■ What is required
Filter the data below, keeping only lines that contain "coordinates".

(Stored data)
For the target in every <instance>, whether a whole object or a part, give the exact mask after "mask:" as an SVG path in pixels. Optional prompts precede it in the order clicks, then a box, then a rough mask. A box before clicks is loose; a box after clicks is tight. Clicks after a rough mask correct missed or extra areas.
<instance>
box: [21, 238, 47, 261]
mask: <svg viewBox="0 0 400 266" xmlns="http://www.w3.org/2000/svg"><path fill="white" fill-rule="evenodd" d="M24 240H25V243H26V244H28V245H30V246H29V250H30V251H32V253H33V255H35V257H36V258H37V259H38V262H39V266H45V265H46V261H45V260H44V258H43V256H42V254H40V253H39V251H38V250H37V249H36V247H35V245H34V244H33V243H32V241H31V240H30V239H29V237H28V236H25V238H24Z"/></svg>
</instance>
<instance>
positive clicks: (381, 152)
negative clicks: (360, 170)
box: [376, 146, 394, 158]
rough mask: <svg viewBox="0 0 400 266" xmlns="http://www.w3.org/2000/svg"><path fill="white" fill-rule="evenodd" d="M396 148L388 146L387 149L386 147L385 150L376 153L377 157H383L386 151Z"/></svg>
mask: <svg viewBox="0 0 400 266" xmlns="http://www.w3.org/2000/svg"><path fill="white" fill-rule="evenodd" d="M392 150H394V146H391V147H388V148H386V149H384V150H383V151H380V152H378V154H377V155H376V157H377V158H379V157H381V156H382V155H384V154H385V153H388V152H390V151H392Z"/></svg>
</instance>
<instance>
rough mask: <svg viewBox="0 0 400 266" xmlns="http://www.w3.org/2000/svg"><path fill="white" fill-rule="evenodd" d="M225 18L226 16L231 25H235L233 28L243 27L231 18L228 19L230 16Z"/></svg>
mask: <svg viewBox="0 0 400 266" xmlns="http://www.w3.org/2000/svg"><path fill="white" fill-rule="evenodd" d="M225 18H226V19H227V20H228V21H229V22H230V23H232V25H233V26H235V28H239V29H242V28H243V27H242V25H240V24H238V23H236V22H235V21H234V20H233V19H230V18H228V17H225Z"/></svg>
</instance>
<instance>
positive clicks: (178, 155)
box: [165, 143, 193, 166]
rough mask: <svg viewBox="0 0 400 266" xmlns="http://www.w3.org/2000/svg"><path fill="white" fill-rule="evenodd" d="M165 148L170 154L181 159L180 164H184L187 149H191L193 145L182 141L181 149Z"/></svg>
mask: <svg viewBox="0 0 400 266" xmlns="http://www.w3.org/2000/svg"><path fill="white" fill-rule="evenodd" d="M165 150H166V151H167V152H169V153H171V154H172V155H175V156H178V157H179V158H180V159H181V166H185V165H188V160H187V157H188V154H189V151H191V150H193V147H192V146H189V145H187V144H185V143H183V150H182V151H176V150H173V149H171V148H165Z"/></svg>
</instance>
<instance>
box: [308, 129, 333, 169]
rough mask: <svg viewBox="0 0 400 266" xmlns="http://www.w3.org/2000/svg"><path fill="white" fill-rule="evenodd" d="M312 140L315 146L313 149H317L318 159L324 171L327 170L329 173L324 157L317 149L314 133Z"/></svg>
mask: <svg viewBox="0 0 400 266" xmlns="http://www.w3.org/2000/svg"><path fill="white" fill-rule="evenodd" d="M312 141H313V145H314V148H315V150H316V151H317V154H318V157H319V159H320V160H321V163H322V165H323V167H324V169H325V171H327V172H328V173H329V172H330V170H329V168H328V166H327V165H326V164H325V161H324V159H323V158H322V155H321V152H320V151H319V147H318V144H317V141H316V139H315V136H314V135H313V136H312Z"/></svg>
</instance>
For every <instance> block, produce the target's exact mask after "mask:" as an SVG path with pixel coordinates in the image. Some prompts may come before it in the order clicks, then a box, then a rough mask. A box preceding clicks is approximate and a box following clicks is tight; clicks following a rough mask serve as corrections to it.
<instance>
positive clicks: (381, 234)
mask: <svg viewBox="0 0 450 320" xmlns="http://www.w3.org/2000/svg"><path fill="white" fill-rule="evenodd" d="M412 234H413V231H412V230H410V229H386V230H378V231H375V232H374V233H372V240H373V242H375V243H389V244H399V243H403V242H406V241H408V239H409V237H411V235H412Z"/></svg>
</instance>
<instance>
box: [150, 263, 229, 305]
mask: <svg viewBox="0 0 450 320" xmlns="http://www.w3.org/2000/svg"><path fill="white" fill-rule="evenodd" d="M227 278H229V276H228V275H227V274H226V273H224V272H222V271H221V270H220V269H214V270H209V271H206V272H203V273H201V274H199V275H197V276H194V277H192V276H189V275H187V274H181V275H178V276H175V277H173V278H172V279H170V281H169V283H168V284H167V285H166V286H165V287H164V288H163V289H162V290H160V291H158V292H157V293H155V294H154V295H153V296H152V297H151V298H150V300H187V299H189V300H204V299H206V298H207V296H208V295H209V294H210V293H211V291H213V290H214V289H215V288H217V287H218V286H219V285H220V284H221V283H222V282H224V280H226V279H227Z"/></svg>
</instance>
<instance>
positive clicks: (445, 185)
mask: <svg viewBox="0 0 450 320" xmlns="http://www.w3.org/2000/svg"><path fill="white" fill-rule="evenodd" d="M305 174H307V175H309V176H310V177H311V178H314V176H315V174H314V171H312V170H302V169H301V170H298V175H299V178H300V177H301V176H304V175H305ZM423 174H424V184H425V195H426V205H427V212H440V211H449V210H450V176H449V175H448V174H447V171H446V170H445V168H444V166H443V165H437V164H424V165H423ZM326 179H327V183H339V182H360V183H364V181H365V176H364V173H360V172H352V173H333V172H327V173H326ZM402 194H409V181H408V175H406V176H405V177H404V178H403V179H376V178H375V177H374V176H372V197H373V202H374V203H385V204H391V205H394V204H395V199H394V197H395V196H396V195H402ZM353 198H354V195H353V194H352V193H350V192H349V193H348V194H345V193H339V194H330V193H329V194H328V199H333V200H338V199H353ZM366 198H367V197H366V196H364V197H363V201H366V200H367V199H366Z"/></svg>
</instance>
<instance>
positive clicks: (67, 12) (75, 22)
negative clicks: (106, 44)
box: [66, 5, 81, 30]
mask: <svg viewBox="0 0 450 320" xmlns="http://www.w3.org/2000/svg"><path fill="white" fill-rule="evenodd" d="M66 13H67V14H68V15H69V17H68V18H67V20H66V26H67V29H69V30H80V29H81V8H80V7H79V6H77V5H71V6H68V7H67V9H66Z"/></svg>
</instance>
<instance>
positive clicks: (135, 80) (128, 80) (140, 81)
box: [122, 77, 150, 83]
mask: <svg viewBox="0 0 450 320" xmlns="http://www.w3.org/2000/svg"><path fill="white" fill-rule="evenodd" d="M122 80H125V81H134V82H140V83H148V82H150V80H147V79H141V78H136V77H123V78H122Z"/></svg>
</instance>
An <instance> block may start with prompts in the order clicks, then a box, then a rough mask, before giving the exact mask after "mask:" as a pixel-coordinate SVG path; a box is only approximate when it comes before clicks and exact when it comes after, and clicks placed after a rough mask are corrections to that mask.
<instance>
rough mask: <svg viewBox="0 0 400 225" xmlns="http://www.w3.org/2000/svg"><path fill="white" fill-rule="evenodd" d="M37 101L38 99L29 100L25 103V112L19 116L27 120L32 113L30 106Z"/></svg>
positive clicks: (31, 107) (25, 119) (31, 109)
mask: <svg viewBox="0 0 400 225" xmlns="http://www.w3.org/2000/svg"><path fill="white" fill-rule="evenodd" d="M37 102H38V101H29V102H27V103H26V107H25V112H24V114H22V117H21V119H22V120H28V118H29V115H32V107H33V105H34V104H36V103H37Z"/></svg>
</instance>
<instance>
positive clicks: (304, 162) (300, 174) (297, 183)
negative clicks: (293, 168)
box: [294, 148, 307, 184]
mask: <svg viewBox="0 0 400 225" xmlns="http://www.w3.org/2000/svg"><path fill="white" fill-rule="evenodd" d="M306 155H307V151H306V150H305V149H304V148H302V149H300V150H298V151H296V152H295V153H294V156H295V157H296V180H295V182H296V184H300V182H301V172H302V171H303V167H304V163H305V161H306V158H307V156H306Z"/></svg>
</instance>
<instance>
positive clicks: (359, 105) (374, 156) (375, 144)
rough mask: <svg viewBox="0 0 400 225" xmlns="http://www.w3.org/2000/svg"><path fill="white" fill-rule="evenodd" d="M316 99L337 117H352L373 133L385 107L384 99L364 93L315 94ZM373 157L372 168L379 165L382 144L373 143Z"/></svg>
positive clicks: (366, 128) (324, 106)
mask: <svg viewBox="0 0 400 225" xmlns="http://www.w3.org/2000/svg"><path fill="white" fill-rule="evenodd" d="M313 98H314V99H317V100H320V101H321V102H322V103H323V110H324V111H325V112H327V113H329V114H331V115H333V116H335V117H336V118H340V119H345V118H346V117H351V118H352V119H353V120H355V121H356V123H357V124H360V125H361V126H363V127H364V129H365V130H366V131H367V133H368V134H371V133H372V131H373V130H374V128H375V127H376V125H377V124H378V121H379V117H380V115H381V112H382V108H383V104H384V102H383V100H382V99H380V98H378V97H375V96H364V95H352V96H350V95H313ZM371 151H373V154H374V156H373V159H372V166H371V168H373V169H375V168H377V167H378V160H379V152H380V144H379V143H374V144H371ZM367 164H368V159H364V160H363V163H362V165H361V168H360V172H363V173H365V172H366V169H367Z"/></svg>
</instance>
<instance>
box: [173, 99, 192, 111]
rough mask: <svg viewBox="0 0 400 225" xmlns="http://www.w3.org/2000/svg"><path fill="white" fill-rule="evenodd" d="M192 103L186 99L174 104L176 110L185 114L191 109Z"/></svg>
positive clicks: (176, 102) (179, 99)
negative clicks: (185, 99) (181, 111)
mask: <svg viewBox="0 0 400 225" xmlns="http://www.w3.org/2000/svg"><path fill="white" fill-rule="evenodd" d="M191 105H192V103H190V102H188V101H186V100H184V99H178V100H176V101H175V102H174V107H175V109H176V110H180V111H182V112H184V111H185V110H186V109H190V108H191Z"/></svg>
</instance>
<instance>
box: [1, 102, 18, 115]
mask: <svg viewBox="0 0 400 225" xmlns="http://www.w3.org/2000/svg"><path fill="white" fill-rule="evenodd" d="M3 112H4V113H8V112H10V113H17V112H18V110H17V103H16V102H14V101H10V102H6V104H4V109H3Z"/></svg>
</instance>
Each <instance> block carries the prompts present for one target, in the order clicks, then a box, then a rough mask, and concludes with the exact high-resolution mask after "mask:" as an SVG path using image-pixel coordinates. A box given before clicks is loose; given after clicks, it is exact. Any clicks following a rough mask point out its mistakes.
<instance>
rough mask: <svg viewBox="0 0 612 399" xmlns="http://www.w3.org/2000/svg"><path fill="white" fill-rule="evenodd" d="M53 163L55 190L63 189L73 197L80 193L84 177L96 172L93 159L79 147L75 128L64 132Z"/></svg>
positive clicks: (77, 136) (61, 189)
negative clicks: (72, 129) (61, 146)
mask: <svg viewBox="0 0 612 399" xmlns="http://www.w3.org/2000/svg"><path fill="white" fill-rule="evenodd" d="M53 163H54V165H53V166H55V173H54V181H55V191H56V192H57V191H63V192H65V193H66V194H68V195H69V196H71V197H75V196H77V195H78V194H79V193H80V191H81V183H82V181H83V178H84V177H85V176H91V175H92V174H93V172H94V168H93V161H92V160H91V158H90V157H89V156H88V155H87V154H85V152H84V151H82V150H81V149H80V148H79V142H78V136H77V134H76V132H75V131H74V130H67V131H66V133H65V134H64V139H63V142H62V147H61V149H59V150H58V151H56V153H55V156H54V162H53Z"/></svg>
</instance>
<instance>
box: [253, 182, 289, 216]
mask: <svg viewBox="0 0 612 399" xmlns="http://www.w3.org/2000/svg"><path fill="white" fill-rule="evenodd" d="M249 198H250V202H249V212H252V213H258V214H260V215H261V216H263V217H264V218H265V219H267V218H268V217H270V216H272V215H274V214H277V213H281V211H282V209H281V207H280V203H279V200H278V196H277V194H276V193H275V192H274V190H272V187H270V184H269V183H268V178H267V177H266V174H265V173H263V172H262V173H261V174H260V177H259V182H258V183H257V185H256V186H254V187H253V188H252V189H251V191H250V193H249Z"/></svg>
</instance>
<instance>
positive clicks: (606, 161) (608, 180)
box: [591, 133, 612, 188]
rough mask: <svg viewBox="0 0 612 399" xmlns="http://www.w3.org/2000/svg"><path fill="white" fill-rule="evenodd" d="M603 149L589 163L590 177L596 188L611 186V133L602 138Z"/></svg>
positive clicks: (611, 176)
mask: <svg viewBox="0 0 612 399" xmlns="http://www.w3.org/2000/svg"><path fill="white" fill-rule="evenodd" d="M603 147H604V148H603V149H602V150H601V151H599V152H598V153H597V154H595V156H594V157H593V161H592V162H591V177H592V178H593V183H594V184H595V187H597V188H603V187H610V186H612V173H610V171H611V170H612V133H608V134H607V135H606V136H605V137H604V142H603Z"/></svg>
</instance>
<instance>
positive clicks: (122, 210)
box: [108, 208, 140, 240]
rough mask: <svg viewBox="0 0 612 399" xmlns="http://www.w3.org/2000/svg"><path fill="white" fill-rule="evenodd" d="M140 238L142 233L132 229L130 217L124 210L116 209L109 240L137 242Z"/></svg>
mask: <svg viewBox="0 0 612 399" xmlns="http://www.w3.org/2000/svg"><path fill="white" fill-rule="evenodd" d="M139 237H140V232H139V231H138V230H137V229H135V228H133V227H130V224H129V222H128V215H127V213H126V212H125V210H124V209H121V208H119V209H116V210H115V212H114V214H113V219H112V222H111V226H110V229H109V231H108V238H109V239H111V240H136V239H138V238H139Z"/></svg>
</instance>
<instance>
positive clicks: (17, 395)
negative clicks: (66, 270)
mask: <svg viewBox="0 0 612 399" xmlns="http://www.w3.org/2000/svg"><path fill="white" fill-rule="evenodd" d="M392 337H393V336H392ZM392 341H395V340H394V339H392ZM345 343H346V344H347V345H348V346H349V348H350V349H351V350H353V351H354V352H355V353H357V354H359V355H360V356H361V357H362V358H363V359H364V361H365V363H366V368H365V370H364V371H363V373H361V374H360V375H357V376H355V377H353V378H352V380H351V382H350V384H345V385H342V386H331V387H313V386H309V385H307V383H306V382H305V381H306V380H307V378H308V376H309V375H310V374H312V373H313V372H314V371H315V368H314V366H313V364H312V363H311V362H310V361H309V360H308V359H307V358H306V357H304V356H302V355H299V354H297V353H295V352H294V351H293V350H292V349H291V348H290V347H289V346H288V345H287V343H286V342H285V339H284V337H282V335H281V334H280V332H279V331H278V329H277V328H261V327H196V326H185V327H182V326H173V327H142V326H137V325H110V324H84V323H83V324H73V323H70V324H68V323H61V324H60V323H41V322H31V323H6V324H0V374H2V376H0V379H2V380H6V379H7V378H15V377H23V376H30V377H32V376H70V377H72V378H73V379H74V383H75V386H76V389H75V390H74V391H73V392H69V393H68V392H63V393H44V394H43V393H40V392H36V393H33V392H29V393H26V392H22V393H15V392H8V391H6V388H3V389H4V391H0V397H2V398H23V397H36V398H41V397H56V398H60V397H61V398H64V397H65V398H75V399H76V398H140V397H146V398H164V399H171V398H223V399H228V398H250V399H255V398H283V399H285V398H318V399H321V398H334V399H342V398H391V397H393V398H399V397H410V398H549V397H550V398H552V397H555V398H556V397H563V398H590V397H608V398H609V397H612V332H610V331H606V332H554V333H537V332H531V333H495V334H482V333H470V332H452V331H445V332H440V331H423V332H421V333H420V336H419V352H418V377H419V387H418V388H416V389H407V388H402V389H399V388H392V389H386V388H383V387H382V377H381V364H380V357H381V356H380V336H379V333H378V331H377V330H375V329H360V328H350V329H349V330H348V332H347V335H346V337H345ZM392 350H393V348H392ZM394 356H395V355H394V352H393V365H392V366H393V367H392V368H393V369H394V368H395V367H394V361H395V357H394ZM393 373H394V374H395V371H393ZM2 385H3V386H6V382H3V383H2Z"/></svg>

■ Reply to the exercise
For every <instance> block, produce the target's exact mask after "mask:" as an SVG path with pixel coordinates in the image. Some prompts may come before it in the order clicks, then a box, then a rough mask. A box preceding clicks is approximate and a box following clicks is tight; clicks following a rough mask serve as corrections to it.
Each <instance> block carries the prompts present for one target, in the order clicks, then a box, then a rough mask, and concludes with the exact high-resolution mask after "mask:" as an SVG path using image-pixel coordinates. A box given before clicks is loose; given after clicks, it is exact. Any clicks following a rough mask point out its mistakes.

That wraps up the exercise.